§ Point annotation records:
#####

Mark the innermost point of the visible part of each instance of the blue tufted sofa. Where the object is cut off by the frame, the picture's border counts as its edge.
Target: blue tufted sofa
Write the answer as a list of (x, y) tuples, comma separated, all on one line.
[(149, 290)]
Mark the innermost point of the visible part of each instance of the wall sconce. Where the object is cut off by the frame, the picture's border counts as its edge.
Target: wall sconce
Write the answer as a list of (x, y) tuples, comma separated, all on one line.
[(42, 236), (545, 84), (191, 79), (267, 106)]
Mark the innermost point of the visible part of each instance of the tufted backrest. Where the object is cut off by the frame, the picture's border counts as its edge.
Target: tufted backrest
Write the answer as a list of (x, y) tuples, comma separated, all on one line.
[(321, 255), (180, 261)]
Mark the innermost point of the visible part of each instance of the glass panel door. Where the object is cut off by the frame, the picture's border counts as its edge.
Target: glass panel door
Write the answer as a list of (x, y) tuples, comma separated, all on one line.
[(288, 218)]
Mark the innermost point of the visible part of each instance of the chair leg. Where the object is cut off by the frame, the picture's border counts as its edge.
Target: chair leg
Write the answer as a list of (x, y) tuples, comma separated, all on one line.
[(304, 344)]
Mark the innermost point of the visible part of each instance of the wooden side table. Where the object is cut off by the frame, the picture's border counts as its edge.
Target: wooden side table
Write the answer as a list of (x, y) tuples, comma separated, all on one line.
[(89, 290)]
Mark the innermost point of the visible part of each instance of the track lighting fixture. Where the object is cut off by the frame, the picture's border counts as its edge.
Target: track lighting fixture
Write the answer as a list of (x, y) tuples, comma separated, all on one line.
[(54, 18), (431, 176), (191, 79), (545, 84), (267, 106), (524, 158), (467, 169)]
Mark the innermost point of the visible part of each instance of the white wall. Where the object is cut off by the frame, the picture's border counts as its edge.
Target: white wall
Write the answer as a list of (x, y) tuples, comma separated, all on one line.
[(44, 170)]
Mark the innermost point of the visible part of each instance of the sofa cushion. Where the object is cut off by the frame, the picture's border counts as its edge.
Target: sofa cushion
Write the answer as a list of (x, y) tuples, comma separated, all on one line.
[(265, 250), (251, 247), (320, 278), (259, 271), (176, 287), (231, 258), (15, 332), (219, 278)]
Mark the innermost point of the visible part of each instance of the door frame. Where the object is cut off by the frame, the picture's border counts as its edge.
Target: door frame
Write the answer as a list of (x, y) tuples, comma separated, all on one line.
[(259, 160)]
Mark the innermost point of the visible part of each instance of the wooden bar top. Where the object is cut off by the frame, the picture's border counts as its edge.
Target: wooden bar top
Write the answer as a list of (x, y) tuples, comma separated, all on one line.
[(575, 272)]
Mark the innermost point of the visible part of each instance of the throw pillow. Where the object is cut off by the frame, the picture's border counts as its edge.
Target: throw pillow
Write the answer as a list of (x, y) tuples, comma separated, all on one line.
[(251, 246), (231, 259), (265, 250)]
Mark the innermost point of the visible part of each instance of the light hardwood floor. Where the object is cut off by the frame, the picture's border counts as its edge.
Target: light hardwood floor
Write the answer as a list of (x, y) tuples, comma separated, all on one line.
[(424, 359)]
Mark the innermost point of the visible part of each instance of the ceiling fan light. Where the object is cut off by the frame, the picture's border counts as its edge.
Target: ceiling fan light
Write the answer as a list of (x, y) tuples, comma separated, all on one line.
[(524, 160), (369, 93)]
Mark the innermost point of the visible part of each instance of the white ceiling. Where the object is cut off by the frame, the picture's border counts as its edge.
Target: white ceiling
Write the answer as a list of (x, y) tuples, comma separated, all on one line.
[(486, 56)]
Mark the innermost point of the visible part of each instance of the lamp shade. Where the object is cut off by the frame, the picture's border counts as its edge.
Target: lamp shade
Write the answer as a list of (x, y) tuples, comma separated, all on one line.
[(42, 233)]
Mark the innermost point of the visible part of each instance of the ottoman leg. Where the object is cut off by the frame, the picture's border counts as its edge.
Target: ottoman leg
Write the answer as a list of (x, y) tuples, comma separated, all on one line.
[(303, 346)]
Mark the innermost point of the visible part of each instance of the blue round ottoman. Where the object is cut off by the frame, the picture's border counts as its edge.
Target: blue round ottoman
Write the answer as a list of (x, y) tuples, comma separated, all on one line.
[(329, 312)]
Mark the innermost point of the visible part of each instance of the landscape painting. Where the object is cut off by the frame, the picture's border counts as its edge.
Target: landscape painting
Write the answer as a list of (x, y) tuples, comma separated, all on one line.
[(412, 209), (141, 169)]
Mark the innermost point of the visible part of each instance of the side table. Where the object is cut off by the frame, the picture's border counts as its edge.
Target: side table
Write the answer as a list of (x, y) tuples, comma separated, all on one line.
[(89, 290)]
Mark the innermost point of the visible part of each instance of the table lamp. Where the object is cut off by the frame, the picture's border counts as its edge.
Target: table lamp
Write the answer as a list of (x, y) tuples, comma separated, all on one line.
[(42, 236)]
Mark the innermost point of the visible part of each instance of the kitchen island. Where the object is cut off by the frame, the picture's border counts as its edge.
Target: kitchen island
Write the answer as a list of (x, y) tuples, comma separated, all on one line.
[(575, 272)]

#####

§ Directions for this task:
Reproduce the lines between the line holding "of the landscape" and the line holding "[(412, 209), (141, 169)]", inclusive, renaming "landscape painting" to "landscape artwork" and leaving everything else unchanged.

§ Written response:
Mark the innermost point of the visible part of each instance of the landscape artwork. Where the object is cut off by the frame, the picture's border counts as its edge.
Target: landscape artwork
Write the answer as a list of (x, y) tuples, comma separated, all on one line.
[(412, 209), (141, 169)]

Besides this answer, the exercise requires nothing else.